◆ INPUT ROWS:
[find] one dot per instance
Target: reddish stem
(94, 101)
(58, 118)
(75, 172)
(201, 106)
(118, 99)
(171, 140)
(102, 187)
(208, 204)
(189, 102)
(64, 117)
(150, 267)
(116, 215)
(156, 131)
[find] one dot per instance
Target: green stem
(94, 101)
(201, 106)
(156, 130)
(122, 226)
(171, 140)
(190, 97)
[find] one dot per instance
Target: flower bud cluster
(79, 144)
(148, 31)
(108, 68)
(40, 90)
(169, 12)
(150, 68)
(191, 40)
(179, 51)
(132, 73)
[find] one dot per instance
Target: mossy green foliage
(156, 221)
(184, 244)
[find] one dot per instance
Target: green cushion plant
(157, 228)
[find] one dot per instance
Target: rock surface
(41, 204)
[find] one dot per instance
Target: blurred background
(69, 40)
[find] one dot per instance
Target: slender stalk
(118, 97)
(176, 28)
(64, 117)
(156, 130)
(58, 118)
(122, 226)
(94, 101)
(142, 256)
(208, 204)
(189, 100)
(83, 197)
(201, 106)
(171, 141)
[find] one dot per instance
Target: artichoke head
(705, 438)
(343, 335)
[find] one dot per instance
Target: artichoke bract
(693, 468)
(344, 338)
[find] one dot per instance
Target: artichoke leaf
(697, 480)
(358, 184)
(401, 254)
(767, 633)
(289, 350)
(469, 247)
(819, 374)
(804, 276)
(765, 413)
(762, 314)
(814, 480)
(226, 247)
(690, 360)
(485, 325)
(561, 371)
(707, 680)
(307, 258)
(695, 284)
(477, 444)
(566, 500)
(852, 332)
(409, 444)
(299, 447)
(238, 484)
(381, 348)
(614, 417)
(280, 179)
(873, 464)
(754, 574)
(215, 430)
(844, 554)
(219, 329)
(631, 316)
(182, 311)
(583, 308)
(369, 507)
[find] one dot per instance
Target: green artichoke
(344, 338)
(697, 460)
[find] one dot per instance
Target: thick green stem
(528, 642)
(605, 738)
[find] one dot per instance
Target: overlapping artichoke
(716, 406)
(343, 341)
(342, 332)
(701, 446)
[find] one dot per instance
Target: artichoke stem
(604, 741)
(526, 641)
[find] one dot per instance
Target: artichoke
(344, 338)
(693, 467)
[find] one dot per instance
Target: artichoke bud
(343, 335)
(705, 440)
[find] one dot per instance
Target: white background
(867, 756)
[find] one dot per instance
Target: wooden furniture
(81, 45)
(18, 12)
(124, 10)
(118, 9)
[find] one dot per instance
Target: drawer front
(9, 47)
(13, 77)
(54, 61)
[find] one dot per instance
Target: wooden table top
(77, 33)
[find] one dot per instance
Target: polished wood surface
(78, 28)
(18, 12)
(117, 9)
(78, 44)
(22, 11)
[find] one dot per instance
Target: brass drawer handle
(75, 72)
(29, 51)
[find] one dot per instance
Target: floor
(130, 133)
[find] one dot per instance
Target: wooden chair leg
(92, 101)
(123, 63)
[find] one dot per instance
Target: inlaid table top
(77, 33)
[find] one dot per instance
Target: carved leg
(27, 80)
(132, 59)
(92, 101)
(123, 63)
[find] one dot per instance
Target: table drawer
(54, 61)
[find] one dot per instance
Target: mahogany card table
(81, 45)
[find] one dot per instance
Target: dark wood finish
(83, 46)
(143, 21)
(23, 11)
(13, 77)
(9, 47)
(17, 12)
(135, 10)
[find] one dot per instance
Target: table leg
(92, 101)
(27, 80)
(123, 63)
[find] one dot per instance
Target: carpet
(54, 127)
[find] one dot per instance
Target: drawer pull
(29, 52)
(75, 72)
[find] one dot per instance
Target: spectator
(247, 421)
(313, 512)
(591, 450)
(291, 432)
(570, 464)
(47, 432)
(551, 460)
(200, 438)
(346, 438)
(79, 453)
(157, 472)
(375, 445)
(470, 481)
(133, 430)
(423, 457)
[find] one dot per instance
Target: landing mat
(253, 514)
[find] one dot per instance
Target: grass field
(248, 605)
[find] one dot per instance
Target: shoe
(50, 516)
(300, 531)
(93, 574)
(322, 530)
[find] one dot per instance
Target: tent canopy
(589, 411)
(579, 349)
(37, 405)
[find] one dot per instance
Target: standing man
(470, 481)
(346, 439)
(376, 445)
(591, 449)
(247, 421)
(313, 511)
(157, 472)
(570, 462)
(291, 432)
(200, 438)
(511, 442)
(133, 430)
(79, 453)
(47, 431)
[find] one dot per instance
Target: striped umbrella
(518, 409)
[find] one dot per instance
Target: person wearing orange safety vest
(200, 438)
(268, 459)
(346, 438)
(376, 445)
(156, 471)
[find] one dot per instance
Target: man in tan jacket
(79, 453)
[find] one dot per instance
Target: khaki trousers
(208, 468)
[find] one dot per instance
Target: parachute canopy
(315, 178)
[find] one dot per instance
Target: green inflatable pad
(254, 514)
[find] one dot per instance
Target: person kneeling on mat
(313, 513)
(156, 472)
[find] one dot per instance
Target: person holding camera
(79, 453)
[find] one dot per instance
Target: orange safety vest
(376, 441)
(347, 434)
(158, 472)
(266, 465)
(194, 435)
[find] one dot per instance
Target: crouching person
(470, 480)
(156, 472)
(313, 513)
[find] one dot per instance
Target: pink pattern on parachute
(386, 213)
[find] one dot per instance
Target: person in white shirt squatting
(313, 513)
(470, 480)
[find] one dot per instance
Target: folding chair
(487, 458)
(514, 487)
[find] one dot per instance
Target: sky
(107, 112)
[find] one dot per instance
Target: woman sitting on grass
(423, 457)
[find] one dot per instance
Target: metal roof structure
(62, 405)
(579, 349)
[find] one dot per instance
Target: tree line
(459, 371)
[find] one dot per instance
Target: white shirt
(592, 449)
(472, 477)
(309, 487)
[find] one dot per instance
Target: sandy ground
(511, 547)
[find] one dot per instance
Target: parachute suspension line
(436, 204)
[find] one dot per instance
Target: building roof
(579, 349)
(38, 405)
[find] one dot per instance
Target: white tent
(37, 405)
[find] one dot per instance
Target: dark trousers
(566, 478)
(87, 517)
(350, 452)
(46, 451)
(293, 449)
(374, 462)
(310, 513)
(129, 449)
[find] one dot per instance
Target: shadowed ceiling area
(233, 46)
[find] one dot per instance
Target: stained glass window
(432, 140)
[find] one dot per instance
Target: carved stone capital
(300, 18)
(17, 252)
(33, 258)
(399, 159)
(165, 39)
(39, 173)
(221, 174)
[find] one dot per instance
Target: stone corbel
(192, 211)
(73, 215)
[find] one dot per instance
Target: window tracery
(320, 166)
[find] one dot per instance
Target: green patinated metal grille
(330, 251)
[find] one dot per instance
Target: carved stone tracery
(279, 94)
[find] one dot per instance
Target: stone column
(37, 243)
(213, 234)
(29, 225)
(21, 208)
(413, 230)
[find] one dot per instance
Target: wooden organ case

◆ GIVEN INSTRUCTION:
Write out all of the records once more, exactly.

◆ EXERCISE RESPONSE:
[find] one dot per instance
Target: reddish stem
(94, 101)
(58, 118)
(75, 172)
(201, 106)
(118, 99)
(171, 140)
(102, 187)
(208, 204)
(189, 102)
(64, 117)
(150, 267)
(116, 215)
(156, 131)
[find] one dot per instance
Target: green stem
(94, 101)
(201, 106)
(156, 130)
(122, 226)
(171, 140)
(190, 97)
[find] one dot per instance
Target: flower bud cluster
(79, 144)
(148, 31)
(108, 68)
(40, 90)
(169, 12)
(150, 68)
(191, 40)
(179, 51)
(132, 73)
[find] one dot per instance
Target: mossy green foliage
(156, 221)
(184, 244)
[find] one dot per instance
Target: green cushion plant
(157, 228)
[find] one dot per instance
Target: rock surface
(41, 204)
[find] one dot per instance
Target: blurred background
(69, 40)
[find] one dot per instance
Target: slender stalk
(118, 97)
(176, 28)
(64, 117)
(156, 130)
(58, 118)
(122, 226)
(94, 101)
(142, 256)
(208, 204)
(189, 100)
(83, 197)
(201, 106)
(171, 141)
[find] one dot per instance
Target: artichoke head
(705, 438)
(343, 335)
[find] one dot per instance
Target: artichoke bract
(693, 468)
(344, 338)
[find] one dot per instance
Target: artichoke leaf
(697, 480)
(358, 184)
(401, 254)
(767, 633)
(289, 350)
(469, 247)
(819, 374)
(804, 276)
(765, 413)
(762, 314)
(814, 480)
(226, 247)
(690, 360)
(485, 325)
(561, 371)
(707, 680)
(307, 258)
(695, 284)
(477, 444)
(566, 500)
(852, 332)
(409, 444)
(299, 447)
(238, 484)
(381, 348)
(614, 417)
(280, 179)
(873, 464)
(754, 574)
(215, 430)
(844, 554)
(219, 329)
(631, 316)
(182, 311)
(583, 308)
(369, 507)
[find] one dot per instance
Target: green artichoke
(344, 338)
(697, 460)
[find] one dot per instance
Target: thick green stem
(528, 642)
(605, 738)
[find] one dot per instance
Target: overlapping artichoke
(716, 406)
(343, 341)
(342, 332)
(701, 446)
[find] one dot per instance
Target: artichoke stem
(604, 741)
(526, 641)
[find] one dot per instance
Target: artichoke
(344, 338)
(693, 467)
[find] one dot per instance
Target: artichoke bud
(343, 335)
(705, 440)
[find] one dot per instance
Target: white background
(867, 756)
[find] one dot per instance
Target: wooden furniture
(81, 45)
(18, 12)
(124, 10)
(118, 9)
[find] one dot per instance
Target: drawer front
(9, 47)
(13, 77)
(54, 61)
[find] one dot per instance
Target: wooden table top
(77, 33)
[find] one dot per instance
Target: polished wood surface
(78, 28)
(18, 12)
(117, 9)
(78, 44)
(22, 11)
[find] one dot per instance
Target: brass drawer handle
(75, 72)
(29, 51)
[find] one dot per instance
Target: floor
(130, 133)
[find] one dot per instance
Target: wooden chair leg
(92, 101)
(123, 63)
[find] one dot per instance
Target: inlaid table top
(77, 33)
[find] one dot per instance
Target: carved leg
(27, 80)
(132, 59)
(92, 101)
(123, 63)
[find] one dot per instance
Target: table drawer
(54, 61)
[find] one dot per instance
Target: mahogany card table
(81, 45)
[find] one dot per instance
Target: dark wood finish
(83, 46)
(143, 21)
(23, 11)
(13, 77)
(9, 47)
(17, 12)
(135, 10)
[find] one dot per instance
Target: table leg
(92, 101)
(27, 80)
(123, 63)
[find] one dot per instance
Target: carpet
(54, 127)
[find] one dot per instance
Target: drawer pull
(29, 52)
(75, 72)
[find] one dot per instance
Target: spectator
(247, 421)
(313, 512)
(591, 450)
(291, 432)
(570, 464)
(47, 432)
(551, 460)
(200, 438)
(346, 438)
(79, 453)
(157, 472)
(375, 445)
(470, 481)
(133, 430)
(423, 457)
[find] one dot per instance
Target: landing mat
(253, 514)
[find] one dot per instance
Target: grass field
(248, 605)
[find] one dot per instance
Target: shoe
(50, 516)
(300, 531)
(93, 574)
(322, 530)
[find] one dot per instance
Target: tent canopy
(589, 411)
(579, 349)
(37, 405)
[find] one dot per instance
Target: standing man
(470, 481)
(346, 439)
(376, 445)
(591, 449)
(247, 421)
(313, 511)
(157, 472)
(570, 462)
(291, 432)
(200, 438)
(511, 442)
(133, 430)
(79, 453)
(47, 431)
[find] one dot per instance
Target: striped umbrella
(518, 409)
[find] one dot per instance
Target: person wearing orange safety vest
(200, 438)
(268, 459)
(346, 438)
(376, 445)
(156, 471)
[find] one dot per instance
Target: man in tan jacket
(79, 453)
[find] one dot per instance
Target: khaki trousers
(208, 468)
[find] one dot per instance
Target: parachute canopy
(315, 178)
[find] one dot per instance
Target: green inflatable pad
(254, 514)
[find] one dot per instance
Target: person kneeling on mat
(313, 513)
(156, 472)
[find] one dot per instance
Target: person holding camera
(79, 453)
[find] one dot per instance
Target: orange safety vest
(376, 441)
(347, 434)
(158, 472)
(266, 465)
(194, 435)
[find] one dot per instance
Target: crouching person
(470, 480)
(156, 472)
(313, 513)
[find] one dot per instance
Target: pink pattern on parachute
(386, 213)
[find] one dot per instance
Target: person in white shirt squatting
(313, 513)
(470, 480)
[find] one dot per instance
Target: folding chair
(487, 458)
(514, 487)
[find] one dot per instance
Target: sky
(107, 112)
[find] one dot per instance
Target: woman sitting on grass
(423, 457)
[find] one dot per instance
Target: metal roof structure
(62, 405)
(579, 349)
[find] one dot per instance
Target: tree line
(459, 371)
[find] one dot per instance
Target: white shirt
(592, 449)
(472, 477)
(309, 487)
[find] one dot per instance
Target: sandy ground
(511, 547)
[find] one dot per instance
Target: parachute suspension line
(436, 204)
[find] one dot per instance
Target: building roof
(579, 349)
(38, 405)
[find] one dot per instance
Target: white tent
(37, 405)
[find] one dot per instance
Target: dark trousers
(566, 478)
(87, 517)
(350, 452)
(46, 451)
(293, 449)
(374, 462)
(310, 513)
(129, 449)
[find] one dot per instance
Target: shadowed ceiling area
(233, 46)
[find] one dot per instance
Target: stained glass window
(432, 140)
[find] one dot per instance
Target: carved stone capital
(300, 18)
(17, 252)
(33, 258)
(399, 159)
(165, 39)
(39, 173)
(221, 174)
[find] one dot per instance
Target: stone corbel
(192, 211)
(73, 215)
[find] one dot per instance
Target: window tracery
(320, 166)
[find] one dot per instance
Target: green patinated metal grille
(330, 251)
[find] one dot per instance
Target: carved stone tracery
(279, 94)
[find] one dot per instance
Target: stone column
(37, 243)
(213, 234)
(29, 225)
(21, 208)
(413, 230)
[find] one dot per instance
Target: wooden organ case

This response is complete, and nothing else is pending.